(Photo-based referring expression data)

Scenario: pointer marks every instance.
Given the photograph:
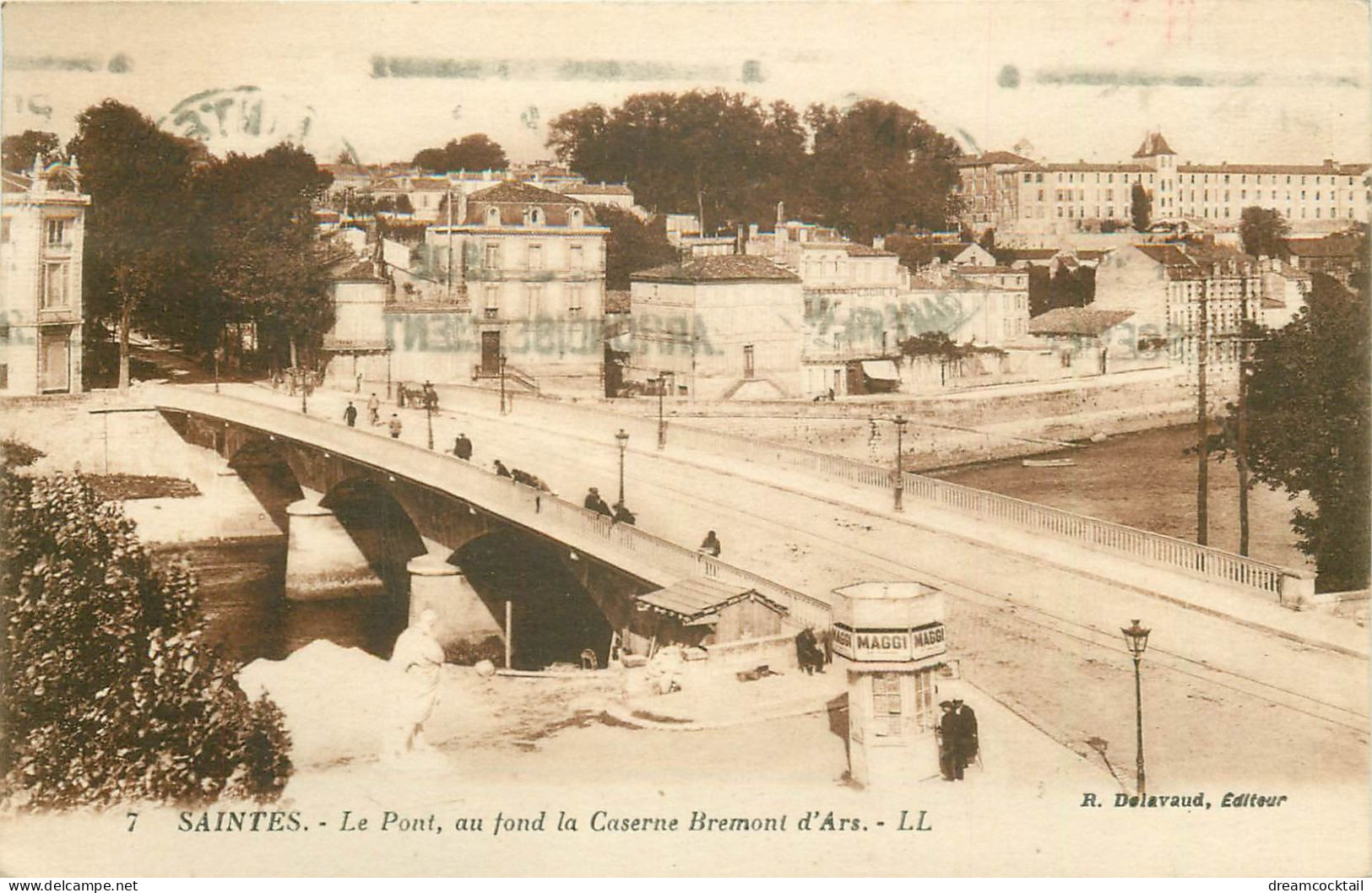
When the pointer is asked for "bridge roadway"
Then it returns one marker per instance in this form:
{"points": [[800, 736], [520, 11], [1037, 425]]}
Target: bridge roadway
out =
{"points": [[1225, 700]]}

» WORK TO COMPLETE:
Counting only lines that contain the word "bridge", state how many appear in the entries, and add nothing.

» RESPONSE TO THIS TASK:
2